Point localization data
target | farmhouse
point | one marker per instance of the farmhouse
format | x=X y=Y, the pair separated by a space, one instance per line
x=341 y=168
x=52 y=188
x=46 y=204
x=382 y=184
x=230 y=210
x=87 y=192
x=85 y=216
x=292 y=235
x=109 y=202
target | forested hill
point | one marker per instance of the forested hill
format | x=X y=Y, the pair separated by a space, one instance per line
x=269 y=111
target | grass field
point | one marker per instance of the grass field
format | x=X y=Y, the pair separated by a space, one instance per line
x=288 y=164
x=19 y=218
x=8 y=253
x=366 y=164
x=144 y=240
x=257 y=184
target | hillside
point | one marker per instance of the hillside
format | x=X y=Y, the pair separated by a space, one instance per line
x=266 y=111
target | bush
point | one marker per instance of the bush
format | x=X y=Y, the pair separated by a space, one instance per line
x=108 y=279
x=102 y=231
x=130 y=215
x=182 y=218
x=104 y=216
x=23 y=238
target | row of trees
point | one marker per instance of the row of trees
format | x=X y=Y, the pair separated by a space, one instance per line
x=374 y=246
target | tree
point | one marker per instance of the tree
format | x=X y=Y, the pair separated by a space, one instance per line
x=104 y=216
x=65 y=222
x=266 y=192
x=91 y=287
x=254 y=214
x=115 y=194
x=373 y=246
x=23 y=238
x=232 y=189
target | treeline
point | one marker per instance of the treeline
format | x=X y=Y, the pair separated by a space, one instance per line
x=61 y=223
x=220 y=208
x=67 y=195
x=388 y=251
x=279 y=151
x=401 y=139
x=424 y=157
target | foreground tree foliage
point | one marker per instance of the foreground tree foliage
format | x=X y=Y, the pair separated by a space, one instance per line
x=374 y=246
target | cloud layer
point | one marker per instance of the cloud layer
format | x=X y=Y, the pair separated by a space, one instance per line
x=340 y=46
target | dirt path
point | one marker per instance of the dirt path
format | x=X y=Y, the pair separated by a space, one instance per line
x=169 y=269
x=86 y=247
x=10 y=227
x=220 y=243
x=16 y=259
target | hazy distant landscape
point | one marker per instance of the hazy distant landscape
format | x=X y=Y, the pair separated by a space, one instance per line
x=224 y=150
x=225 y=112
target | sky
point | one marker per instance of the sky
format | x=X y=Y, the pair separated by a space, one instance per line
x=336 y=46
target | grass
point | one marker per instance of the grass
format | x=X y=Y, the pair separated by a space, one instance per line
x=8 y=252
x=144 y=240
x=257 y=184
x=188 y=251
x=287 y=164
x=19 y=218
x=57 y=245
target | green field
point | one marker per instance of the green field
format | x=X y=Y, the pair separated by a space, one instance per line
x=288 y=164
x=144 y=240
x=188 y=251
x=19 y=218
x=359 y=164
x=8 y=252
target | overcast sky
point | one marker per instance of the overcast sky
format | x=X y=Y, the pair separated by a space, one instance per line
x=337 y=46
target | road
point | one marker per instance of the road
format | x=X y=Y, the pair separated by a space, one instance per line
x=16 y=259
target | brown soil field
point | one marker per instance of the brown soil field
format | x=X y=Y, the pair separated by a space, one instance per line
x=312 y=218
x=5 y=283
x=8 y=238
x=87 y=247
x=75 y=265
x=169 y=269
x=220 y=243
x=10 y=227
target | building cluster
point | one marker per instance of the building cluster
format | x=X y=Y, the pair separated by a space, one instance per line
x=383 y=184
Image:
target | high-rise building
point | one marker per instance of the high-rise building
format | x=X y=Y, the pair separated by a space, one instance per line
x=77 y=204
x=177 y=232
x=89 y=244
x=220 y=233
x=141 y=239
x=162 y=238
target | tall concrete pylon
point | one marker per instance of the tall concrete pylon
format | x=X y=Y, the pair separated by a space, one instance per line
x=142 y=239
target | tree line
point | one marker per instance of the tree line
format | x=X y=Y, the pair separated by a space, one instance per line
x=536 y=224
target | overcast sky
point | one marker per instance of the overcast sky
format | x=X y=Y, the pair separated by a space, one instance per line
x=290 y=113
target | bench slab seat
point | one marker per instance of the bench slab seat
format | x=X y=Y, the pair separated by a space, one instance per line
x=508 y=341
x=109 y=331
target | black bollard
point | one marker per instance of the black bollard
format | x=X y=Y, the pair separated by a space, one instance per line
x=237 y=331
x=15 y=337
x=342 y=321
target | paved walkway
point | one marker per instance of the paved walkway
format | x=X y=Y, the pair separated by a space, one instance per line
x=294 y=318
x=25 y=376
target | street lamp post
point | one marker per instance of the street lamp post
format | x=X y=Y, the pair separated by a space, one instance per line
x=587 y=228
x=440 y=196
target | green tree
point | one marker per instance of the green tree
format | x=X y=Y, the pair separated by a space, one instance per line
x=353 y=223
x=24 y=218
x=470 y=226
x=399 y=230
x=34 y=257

## Exercise requirements
Whatever appears in the data above must be copied word for word.

## Answer for the task
target | farmhouse
point | one marker per instance of the farmhouse
format | x=X y=Y, the pair separated by a space, one instance per line
x=341 y=168
x=52 y=188
x=46 y=204
x=382 y=184
x=230 y=210
x=87 y=192
x=85 y=216
x=292 y=235
x=109 y=202
target | forested hill
point | one marker per instance of the forested hill
format | x=X y=Y, the pair separated by a space, one instance per line
x=269 y=111
target | grass field
point | one marker per instance of the grass field
format | x=X y=Y, the pair separated by a space, one instance per line
x=288 y=164
x=19 y=218
x=8 y=253
x=366 y=164
x=144 y=240
x=257 y=184
target | hillside
point | one marker per instance of the hillside
format | x=X y=Y, the pair separated by a space, one instance per line
x=266 y=111
target | bush
point | one marker per instance of the bush
format | x=X y=Y, the pair separated by a space, one instance per line
x=108 y=279
x=102 y=231
x=130 y=215
x=182 y=218
x=104 y=216
x=23 y=238
target | row of trees
point | one marker per instance of the row of trees
format | x=X y=Y, the pair separated by a space, one instance per line
x=374 y=246
target | tree
point | one marker per instance of the tree
format | x=X y=Y, the pair separated by a space, one instance per line
x=104 y=216
x=65 y=222
x=266 y=192
x=91 y=287
x=254 y=214
x=115 y=194
x=373 y=246
x=23 y=238
x=232 y=189
target | treeline
point | one marker per instance of the treeline
format | x=X y=Y, the pair separated by a space, one instance per line
x=61 y=223
x=220 y=208
x=67 y=195
x=388 y=251
x=279 y=151
x=401 y=139
x=424 y=157
target | foreground tree foliage
point | one marker per instance of the foreground tree foliage
format | x=X y=Y, the pair separated by a space, one instance per line
x=374 y=246
target | cloud layer
point | one marker per instance of the cloud layer
format | x=X y=Y, the pair separated by a space, one instance per line
x=340 y=46
target | dirt path
point | one marker per instance of the dirt path
format | x=X y=Y, the pair separated by a space, one instance per line
x=169 y=269
x=86 y=247
x=10 y=227
x=220 y=243
x=16 y=259
target | hazy distant landscape
point | one marker per instance of the hazy distant landscape
format | x=X y=Y, the pair separated by a space, one instance per line
x=224 y=150
x=225 y=112
target | sky
point | one marker per instance of the sky
format | x=X y=Y, the pair separated by a space, one instance per line
x=336 y=46
target | grass
point | one marker per instance of the grass
format | x=X y=Y, the pair separated by a space, one instance per line
x=8 y=252
x=144 y=240
x=257 y=184
x=188 y=251
x=287 y=164
x=19 y=218
x=57 y=245
target | green field
point | one marker per instance of the green field
format | x=X y=Y, the pair separated by a space, one instance per line
x=288 y=164
x=144 y=240
x=188 y=251
x=19 y=218
x=359 y=164
x=8 y=252
target | overcast sky
point | one marker per instance of the overcast sky
format | x=X y=Y, the pair separated by a space, one instance per line
x=337 y=46
target | road
point | one marker per instance of the road
format | x=X y=Y, the pair separated by a space, one instance per line
x=16 y=259
target | brown soil field
point | one marker per instance of the brown soil field
format | x=X y=Y, the pair separated by a space, one instance per line
x=312 y=218
x=5 y=283
x=8 y=238
x=87 y=247
x=75 y=265
x=169 y=269
x=220 y=243
x=10 y=227
target | building cluster
point | one marker per instance of the building cluster
format | x=X y=Y, the pair separated by a space, one instance per line
x=383 y=184
Image:
target | high-rise building
point | one marker per instance of the high-rise building
format | x=X y=Y, the pair separated by a space, one instance per line
x=77 y=204
x=177 y=232
x=89 y=244
x=220 y=233
x=141 y=239
x=162 y=238
target | tall concrete pylon
point | one marker per instance of the tall concrete pylon
format | x=X y=Y, the pair separated by a space, one instance per line
x=142 y=239
target | tree line
point | one marker per instance of the tree line
format | x=X y=Y, the pair separated by a space, one instance per line
x=536 y=224
target | overcast sky
point | one marker per instance of the overcast sky
format | x=X y=Y, the pair separated by a space, one instance per line
x=290 y=113
target | bench slab seat
point | one marker per instance of the bench slab seat
format | x=X y=Y, the pair separated by a space, one instance per line
x=508 y=341
x=109 y=331
target | black bollard
point | one marker per instance of the black bollard
format | x=X y=Y, the pair separated by a space, one instance per line
x=237 y=331
x=15 y=337
x=342 y=321
target | paved walkway
point | one marker per instance of the paved walkway
format | x=X y=Y, the pair separated by a space, one instance per line
x=294 y=318
x=25 y=376
target | street lamp post
point | one marker per instance of the street lamp post
format | x=X y=Y, the pair separated by a space, one instance per line
x=587 y=228
x=440 y=196
target | green tree
point | one marker per instance of the green tree
format | x=X y=Y, the pair separated by a space, one instance per line
x=353 y=223
x=24 y=218
x=470 y=226
x=399 y=230
x=34 y=257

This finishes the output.